• Aim:
Reproduce, word for word, the lines of the records from the line containing "Can you find the cab" through the line containing "<point>173,126</point>", including both of those lines.
----- Dataset extract -----
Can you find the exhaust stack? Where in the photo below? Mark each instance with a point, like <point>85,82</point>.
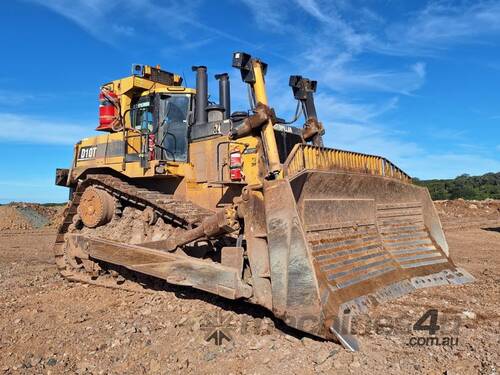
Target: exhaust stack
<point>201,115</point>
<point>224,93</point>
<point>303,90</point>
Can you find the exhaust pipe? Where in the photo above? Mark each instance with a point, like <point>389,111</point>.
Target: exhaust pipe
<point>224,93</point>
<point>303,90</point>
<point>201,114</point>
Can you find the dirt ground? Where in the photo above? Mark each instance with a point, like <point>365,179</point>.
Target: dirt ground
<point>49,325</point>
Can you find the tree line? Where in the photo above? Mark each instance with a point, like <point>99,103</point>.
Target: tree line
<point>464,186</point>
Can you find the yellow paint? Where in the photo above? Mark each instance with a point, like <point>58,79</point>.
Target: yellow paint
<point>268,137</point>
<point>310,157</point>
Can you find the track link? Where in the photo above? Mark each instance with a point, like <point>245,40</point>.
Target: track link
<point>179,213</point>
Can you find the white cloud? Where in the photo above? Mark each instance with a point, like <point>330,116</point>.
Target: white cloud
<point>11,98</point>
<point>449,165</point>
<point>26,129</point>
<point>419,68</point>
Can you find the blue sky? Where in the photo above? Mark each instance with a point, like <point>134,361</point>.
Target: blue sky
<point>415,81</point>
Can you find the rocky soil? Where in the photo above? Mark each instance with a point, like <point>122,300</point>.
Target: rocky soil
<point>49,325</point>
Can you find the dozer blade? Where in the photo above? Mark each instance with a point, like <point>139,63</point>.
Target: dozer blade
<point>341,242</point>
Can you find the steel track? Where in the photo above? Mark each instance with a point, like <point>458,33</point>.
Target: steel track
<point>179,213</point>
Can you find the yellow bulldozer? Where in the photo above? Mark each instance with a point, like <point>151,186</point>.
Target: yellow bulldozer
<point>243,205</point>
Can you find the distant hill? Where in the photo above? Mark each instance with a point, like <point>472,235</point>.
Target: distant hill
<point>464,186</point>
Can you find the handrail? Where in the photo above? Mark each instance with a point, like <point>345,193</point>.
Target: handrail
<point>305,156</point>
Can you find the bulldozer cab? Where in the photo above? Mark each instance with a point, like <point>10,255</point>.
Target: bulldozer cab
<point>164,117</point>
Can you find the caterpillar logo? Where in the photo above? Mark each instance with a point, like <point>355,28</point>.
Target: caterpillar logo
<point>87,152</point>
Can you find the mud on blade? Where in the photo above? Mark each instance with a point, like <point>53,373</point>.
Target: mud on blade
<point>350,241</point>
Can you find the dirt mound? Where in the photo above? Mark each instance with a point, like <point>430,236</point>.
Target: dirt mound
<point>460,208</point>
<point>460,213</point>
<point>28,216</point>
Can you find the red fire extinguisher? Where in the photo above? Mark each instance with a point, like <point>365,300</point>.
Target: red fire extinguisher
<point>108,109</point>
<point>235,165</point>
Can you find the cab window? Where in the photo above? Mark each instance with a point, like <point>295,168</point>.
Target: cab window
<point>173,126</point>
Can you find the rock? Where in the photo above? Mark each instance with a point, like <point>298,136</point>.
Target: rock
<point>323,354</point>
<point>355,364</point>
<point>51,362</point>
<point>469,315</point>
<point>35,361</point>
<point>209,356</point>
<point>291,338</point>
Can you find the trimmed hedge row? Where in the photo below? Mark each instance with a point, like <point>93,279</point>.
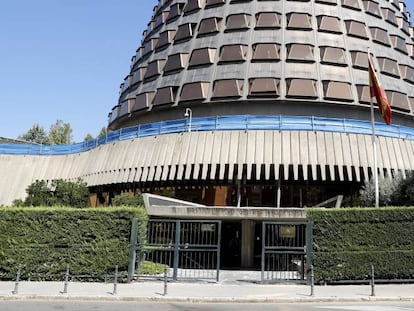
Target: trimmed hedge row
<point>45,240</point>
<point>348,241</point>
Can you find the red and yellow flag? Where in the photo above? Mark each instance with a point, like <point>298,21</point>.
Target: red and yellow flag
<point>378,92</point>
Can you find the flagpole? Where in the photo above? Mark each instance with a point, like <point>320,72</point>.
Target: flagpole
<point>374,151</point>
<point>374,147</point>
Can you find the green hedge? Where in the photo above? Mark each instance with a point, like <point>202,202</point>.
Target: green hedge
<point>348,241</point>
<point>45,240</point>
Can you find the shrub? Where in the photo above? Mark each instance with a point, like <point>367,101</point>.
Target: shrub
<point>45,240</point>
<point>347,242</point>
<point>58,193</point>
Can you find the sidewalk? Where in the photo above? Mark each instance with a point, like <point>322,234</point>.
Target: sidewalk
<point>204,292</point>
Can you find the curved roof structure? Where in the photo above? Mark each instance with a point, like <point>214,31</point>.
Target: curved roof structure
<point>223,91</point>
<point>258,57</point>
-----
• Correct response:
Can you find the cab window? Where in the photo above? Mark each instance with a point, like <point>295,168</point>.
Target: cab window
<point>173,126</point>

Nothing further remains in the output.